### Exercise aim:
Rewrite the paragraph starting "The service inserts punctuation marks" from the speech transcript enrichment text below as a short bulleted list, keeping its main facts.
Document extract Start Marker
Speech transcript enrichment

Use the speech transcript enrichment feature to improve the readability and usability of raw Automatic Speech Recognition (ASR) transcripts. This post-processing service automatically adds punctuation and applies intelligent capitalization to enhance the structure and clarity of spoken content.

The service inserts punctuation marks such as periods, commas, question marks, and exclamation points. It also capitalizes sentence beginnings, proper nouns, acronyms, and brand names based on context. Confidence scoring help ensure accurate and reliable enrichment.

By using speech transcript enrichment, you can produce clean, professional transcripts that are ready for review, publication, or integration into downstream applications.

Integrate Speech transcript enrichment through API

To enable enrichment in API calls:

Add enrichments=punctuation parameter to the recognition request. For more details, see Update the recognition request.
Process the enhanced response from enriched_results object. For more details, see Process enriched response.
Access the confidence metrics for quality assessment.

Update the recognition request

To enable enrichment, add the enrichments=punctuation parameter to your recognition request.
Document extract End Marker
Input data Start Marker
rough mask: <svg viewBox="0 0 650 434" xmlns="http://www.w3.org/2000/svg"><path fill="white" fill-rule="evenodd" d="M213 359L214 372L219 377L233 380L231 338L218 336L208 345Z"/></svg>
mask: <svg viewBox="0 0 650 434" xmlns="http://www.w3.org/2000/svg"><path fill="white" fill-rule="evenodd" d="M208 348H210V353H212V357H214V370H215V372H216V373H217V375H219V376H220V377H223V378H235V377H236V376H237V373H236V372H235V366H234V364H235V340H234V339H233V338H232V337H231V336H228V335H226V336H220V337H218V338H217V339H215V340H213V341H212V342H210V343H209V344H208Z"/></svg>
Input data End Marker
### Written solution:
- Inserts punctuation marks such as periods, commas, question marks, and exclamation points.
- Capitalizes sentence beginnings, proper nouns, acronyms, and brand names based on context.
- Uses confidence scoring to help ensure accurate, reliable enrichment.